Nerfin-1 is a nuclear regulator of axon guidance required for a subset of early pathfinding events in the developing Drosophila CNS. Nerfin-1 belongs to a highly conserved subfamily of Zn-finger proteins with cognates identified in nematodes and man. The neural precursor gene prospero is essential for nerfin-1 expression. Unlike nerfin-1 mRNA, which is expressed in many neural precursor cells, the encoded Nerfin-1 protein is only detected in the nuclei of neuronal precursors that will divide just once and then transiently in their nascent neurons. Although nerfin-1 null embryos have no discernible alterations in neural lineage development or in neuronal or glial identities, CNS pioneering neurons require nerfin-1 function for early axon guidance decisions. Furthermore, nerfin-1 is required for the proper development of commissural and connective axon fascicles. Nerfin-1 is essential for the proper expression of robo2, wnt5, derailed, G-oα47A, Lar, and futsch, genes whose encoded proteins participate in these early navigational events (Kuzin, 2005).

Initially discovered in a screen for neural precursor genes, nerfin-1 encodes a member of a subfamily of Zn-finger proteins with cognates identified in all metazoans (Brody, 2002a; Stivers, 2000). Nerfin-1 and other family members contain a highly conserved set of tandem Zn-fingers termed the EIN domain [named after the first three identified members: nematode egg laying-46 mutant (egl-46) (Desai, 1989; Desai, 1988); human insulinoma associated-1, IA-1 (Goto, 1992); and Drosophila nerfin-1 (Stivers, 2000). Loss of egl-46 function causes multiple defects in C. elegans nervous system development including abnormalities in cell migration, axonal outgrowth, and neurotransmitter production (Wu, 2001; Yu, 2003). The mammalian IA-1, shown to be a sequence-specific DNA binding protein (Breslin, 2002), is expressed during CNS development and in neuroendocrine tumors (Breslin, 2003; Kuzin, 2005 and references therein).

**Exercise:**
Please condense the passage about Nerfin-1 into two sentences.

Stored data entries:
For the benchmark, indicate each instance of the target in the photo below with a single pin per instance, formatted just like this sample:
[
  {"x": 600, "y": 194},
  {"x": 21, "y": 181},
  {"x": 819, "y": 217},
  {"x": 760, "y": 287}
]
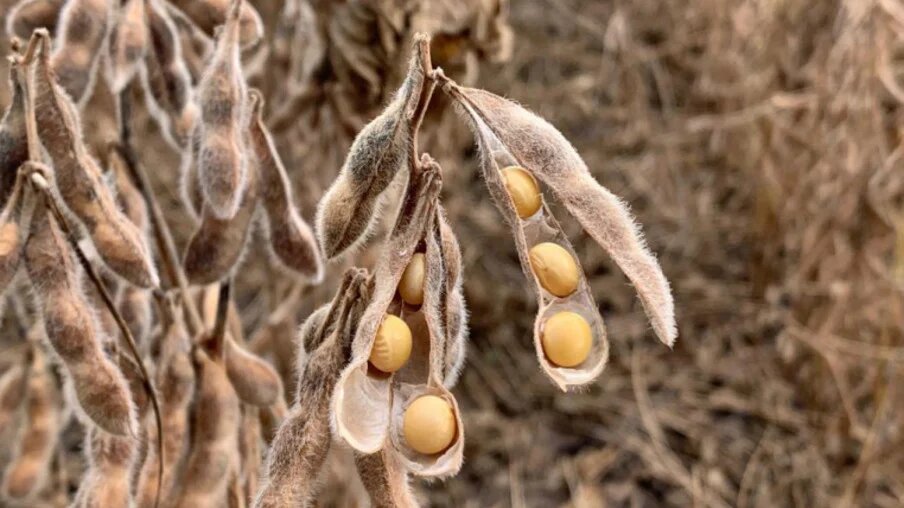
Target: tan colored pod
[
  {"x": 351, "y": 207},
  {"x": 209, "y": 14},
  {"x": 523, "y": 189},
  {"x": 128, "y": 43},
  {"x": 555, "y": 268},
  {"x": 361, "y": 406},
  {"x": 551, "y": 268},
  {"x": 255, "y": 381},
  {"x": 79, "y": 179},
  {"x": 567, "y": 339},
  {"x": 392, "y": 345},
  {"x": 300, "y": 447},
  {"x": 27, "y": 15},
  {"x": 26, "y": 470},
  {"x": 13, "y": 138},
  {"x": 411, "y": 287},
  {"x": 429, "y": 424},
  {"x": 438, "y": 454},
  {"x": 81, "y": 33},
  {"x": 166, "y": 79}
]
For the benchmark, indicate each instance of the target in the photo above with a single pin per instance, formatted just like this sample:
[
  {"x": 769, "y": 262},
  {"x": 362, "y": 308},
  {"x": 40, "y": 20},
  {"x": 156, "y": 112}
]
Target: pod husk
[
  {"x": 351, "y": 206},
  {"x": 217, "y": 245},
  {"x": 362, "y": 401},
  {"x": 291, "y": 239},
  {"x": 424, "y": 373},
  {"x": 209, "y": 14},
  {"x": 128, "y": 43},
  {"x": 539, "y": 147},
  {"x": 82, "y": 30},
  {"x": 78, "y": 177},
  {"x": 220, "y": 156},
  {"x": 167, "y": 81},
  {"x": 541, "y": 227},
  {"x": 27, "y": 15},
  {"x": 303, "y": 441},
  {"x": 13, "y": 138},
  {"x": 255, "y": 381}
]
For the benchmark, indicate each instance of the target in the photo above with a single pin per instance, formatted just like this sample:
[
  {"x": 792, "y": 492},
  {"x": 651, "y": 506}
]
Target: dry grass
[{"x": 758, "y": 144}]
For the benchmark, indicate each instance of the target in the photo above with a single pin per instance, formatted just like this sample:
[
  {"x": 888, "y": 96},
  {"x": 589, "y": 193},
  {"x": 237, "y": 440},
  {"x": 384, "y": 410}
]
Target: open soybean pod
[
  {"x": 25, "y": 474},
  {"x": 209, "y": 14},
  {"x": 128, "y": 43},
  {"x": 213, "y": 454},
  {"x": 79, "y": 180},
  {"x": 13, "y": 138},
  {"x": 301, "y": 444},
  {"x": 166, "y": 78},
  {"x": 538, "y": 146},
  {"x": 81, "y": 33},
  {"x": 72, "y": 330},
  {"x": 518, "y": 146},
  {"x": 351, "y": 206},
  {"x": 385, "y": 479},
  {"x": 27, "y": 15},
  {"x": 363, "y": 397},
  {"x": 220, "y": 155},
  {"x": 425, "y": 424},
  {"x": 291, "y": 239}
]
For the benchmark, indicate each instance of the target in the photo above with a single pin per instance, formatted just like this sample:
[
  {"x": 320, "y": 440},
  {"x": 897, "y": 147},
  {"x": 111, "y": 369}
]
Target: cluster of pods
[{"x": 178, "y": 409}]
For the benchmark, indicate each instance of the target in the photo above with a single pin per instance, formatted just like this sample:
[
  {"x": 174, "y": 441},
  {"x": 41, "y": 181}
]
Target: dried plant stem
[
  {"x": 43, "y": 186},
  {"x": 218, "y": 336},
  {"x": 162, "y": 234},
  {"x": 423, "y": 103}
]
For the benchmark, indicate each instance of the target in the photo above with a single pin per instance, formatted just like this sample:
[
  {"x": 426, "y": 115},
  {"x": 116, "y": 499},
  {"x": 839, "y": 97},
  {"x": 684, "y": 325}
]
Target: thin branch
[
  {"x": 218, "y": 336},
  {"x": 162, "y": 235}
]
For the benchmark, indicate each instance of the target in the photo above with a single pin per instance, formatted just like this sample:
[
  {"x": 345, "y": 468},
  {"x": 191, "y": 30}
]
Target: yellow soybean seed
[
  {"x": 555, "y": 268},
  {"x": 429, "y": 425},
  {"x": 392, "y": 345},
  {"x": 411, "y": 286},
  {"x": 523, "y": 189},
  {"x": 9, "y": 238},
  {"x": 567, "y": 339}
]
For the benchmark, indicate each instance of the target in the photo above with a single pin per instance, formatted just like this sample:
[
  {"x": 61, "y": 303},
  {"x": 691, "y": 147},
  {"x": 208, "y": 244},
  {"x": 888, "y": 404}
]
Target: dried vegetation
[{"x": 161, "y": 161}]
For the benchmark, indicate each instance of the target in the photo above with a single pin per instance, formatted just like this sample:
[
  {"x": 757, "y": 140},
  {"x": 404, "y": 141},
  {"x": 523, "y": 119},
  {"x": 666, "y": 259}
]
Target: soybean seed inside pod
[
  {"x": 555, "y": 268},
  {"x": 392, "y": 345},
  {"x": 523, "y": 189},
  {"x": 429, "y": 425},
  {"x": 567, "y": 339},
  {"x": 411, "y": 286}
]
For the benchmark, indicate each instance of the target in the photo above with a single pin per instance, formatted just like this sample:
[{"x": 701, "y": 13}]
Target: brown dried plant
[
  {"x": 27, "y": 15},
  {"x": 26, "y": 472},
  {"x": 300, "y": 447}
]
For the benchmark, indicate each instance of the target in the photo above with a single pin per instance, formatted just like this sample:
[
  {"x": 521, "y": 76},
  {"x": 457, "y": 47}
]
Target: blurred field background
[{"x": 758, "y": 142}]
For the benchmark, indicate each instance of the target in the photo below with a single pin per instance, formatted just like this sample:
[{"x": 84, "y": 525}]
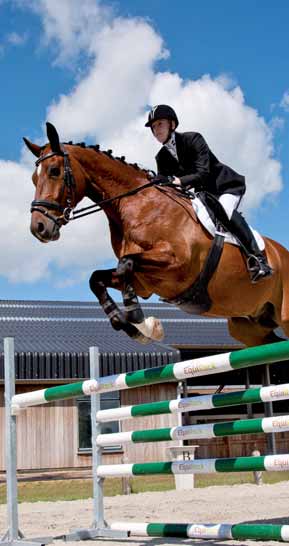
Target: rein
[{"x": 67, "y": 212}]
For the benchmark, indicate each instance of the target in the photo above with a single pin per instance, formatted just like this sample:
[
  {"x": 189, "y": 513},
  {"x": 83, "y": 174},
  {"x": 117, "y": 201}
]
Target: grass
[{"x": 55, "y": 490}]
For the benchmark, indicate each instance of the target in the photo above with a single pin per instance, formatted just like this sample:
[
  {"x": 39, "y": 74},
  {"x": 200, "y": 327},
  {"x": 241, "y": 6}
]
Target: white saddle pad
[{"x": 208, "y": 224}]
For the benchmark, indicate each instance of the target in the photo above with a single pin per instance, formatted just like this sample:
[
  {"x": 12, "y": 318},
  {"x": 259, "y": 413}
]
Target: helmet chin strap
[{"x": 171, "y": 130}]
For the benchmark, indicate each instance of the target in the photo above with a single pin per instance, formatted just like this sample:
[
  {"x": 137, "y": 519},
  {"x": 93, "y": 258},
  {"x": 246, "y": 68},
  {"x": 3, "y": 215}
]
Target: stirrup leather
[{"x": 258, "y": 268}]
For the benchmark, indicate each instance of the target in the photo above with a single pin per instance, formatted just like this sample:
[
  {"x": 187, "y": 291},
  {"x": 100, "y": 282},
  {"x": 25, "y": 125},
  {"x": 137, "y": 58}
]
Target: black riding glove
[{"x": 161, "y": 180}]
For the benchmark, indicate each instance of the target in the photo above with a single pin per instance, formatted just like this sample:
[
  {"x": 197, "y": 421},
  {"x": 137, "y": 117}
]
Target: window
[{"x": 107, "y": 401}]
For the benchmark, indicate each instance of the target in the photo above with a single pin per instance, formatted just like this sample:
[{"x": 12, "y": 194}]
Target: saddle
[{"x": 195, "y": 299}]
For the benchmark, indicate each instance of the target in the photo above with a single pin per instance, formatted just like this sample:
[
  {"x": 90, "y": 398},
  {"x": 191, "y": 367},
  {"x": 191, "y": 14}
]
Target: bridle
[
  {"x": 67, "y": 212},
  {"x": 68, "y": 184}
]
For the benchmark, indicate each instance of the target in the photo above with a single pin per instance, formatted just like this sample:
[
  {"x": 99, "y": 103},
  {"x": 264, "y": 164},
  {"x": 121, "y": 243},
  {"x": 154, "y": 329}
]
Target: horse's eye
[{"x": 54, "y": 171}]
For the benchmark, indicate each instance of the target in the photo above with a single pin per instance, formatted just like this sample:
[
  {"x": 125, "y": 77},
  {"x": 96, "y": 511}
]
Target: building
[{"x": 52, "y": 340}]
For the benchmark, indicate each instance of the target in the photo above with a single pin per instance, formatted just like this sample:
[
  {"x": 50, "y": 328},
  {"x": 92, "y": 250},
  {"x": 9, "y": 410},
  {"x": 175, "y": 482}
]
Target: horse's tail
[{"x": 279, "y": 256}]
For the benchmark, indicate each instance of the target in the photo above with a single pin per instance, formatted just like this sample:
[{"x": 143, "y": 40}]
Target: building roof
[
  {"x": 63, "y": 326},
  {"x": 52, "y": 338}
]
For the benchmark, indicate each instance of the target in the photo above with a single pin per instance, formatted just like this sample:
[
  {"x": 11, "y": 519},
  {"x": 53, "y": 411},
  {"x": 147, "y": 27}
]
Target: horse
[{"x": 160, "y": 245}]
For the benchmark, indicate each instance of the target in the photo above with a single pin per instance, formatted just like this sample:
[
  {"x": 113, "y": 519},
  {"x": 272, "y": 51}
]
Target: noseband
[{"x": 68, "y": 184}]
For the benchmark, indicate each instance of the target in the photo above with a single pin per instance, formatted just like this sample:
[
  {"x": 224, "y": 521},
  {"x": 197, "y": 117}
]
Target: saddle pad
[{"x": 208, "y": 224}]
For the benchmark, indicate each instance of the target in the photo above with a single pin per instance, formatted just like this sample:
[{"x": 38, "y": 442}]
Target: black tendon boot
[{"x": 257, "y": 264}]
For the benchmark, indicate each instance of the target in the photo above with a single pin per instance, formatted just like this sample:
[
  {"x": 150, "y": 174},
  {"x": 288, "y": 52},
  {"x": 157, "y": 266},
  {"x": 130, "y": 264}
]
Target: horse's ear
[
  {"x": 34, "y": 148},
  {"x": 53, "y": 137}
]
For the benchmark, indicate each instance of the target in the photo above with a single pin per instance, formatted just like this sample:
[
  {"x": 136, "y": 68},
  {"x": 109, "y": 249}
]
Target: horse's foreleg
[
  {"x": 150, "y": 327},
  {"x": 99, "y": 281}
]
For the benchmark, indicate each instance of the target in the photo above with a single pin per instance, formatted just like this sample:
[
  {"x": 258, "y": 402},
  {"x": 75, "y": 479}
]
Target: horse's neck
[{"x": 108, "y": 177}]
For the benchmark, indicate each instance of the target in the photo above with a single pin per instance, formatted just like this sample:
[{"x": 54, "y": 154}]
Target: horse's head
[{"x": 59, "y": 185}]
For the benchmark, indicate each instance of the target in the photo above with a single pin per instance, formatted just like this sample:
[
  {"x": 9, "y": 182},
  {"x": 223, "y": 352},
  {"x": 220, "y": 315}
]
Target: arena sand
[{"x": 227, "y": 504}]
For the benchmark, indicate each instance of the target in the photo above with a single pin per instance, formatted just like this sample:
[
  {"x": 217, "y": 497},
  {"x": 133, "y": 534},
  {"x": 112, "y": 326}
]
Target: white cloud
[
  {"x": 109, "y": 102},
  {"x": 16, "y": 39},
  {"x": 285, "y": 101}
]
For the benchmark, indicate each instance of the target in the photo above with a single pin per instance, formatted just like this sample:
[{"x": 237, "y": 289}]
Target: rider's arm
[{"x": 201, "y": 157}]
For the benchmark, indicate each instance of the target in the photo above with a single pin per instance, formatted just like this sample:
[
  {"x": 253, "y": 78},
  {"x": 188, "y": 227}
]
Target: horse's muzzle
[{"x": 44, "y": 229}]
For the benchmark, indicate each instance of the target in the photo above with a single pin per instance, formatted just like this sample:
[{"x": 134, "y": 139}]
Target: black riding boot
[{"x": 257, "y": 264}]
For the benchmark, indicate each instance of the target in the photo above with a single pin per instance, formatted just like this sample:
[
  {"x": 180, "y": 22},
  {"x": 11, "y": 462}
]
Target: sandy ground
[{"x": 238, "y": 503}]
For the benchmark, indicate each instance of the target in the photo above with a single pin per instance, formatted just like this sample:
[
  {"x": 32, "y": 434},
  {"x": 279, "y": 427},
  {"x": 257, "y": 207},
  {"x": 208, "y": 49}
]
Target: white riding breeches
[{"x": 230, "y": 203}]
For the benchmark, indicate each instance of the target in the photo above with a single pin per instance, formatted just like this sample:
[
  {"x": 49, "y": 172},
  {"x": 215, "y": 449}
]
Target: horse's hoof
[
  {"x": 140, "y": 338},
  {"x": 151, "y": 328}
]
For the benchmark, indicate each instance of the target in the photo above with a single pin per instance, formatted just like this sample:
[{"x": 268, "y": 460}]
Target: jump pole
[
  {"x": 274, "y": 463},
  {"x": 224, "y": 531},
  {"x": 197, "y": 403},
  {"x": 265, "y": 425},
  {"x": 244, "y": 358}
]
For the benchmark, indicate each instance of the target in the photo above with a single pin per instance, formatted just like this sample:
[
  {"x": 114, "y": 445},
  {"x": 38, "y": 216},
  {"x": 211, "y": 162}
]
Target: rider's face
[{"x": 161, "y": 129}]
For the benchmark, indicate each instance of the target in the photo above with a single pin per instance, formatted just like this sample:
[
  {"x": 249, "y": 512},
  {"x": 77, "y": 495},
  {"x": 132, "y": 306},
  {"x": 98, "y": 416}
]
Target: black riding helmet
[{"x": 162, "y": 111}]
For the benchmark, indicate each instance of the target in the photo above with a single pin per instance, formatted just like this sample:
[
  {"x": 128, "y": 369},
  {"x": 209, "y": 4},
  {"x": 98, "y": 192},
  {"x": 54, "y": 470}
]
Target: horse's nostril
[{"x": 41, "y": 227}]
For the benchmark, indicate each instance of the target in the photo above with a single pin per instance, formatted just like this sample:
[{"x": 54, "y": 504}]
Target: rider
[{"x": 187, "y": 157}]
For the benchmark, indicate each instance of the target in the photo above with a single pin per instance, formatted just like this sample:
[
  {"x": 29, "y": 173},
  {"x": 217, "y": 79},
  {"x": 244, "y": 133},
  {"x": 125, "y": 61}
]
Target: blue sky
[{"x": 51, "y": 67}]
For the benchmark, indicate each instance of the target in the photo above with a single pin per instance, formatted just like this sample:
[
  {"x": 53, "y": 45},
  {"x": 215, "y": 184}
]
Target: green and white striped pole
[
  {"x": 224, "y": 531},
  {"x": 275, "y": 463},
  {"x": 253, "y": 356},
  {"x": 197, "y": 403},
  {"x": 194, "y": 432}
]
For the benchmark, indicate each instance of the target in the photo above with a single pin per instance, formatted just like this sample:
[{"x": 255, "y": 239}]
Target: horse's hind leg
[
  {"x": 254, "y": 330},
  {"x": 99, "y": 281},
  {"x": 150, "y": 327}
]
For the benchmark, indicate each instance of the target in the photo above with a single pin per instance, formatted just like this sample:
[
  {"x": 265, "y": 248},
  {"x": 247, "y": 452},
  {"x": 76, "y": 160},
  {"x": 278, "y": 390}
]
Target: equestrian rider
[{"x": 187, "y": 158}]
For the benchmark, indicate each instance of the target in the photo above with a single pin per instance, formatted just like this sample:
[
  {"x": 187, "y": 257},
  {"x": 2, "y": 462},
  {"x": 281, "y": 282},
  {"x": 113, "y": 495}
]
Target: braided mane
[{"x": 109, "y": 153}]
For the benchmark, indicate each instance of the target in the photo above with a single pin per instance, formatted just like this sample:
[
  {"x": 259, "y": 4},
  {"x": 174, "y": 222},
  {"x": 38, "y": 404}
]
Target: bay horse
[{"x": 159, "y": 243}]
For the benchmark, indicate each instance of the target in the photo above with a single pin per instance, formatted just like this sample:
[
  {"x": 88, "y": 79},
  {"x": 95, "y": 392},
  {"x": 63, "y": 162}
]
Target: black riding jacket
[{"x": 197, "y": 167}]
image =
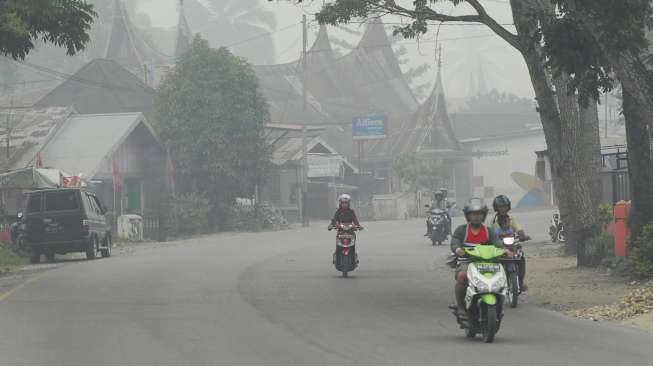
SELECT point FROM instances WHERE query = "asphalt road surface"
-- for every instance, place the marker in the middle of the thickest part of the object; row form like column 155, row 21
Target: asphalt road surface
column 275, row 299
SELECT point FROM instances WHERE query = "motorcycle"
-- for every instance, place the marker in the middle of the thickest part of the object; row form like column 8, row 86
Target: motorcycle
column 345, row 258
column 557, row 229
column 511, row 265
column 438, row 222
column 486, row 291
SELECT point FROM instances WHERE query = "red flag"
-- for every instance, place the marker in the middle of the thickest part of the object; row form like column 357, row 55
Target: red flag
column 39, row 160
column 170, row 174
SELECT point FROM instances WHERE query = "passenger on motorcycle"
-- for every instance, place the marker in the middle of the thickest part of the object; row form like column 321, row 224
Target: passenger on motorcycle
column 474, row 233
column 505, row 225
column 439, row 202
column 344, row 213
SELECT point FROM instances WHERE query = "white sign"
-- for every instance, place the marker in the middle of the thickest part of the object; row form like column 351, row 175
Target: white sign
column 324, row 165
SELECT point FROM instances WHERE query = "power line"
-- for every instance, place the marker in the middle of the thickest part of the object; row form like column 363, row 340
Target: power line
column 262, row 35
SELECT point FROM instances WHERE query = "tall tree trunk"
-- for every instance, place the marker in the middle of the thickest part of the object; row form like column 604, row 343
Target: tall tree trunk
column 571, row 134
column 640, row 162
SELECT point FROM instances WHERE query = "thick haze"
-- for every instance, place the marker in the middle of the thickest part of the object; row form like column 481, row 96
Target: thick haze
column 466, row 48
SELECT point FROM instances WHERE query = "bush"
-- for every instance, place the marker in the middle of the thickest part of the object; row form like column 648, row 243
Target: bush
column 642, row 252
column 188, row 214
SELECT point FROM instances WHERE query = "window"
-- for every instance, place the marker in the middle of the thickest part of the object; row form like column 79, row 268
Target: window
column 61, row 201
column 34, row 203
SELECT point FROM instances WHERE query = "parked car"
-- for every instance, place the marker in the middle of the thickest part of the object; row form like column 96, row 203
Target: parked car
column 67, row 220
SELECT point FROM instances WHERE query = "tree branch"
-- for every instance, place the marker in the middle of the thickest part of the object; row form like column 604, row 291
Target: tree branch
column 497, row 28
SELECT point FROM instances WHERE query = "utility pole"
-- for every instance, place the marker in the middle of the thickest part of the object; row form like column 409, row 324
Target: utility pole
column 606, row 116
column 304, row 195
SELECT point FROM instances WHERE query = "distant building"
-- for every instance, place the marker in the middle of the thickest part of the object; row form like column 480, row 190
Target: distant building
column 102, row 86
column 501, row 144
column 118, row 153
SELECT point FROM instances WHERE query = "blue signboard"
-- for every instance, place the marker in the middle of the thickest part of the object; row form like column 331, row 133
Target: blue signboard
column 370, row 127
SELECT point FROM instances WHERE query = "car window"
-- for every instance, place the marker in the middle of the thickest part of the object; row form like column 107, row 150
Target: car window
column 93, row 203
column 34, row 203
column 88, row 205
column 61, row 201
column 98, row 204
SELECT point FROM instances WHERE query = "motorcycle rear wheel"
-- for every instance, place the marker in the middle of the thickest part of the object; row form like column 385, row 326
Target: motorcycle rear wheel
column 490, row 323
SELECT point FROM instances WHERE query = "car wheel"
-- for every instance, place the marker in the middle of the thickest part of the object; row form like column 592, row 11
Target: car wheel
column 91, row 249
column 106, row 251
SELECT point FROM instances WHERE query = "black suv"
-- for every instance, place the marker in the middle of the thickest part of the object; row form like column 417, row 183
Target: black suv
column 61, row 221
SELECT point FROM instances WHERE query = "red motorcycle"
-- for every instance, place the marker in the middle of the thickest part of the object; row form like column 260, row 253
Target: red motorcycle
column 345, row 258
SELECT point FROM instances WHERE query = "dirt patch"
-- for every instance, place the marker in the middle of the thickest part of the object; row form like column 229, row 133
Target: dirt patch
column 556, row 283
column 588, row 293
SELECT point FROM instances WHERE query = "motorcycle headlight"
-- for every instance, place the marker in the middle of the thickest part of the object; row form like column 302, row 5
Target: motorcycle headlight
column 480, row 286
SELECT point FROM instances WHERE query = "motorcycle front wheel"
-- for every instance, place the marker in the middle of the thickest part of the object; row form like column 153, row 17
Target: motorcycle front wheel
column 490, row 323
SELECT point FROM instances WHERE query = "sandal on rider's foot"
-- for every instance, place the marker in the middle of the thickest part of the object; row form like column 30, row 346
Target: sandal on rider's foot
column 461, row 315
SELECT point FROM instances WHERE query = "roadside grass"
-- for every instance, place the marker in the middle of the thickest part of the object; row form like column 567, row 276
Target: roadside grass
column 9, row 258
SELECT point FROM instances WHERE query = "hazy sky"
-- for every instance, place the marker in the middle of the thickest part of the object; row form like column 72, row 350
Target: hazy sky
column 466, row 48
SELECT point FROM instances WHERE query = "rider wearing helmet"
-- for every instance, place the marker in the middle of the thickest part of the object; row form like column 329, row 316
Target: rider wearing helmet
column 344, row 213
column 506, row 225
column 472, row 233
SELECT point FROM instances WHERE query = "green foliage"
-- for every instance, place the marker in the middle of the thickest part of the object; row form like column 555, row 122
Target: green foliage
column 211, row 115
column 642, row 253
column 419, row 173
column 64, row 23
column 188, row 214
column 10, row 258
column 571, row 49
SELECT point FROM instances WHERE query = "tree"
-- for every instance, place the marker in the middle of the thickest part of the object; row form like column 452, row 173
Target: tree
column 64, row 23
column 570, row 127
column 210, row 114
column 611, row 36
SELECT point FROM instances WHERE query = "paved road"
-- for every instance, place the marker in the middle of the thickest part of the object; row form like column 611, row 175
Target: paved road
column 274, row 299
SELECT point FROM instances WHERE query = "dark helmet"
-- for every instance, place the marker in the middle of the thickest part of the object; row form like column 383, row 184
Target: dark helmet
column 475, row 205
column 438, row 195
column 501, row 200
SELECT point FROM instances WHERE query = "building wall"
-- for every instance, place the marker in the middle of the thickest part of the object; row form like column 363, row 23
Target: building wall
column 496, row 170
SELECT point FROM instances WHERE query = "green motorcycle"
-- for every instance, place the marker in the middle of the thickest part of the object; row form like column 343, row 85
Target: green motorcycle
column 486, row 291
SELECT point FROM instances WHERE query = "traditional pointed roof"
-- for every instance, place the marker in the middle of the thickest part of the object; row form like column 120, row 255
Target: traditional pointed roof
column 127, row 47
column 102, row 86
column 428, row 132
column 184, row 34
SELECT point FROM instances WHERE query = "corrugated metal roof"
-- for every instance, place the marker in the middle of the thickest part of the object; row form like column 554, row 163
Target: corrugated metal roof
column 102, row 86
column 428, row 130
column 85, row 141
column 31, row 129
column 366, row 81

**Task answer:**
Nerfin-1, a member of a highly conserved Zn-finger subfamily with cognates in all metazoans, is a nuclear regulator of axon guidance required for a subset of early pathfinding events in the developing Drosophila CNS. Its expression depends on prospero, and although null embryos show no discernible alterations in neural lineage development or in neuronal or glial identities, nerfin-1 is needed for early axon guidance by pioneering neurons, for proper development of commissural and connective axon fascicles, and for proper expression of genes such as robo2, wnt5, and derailed.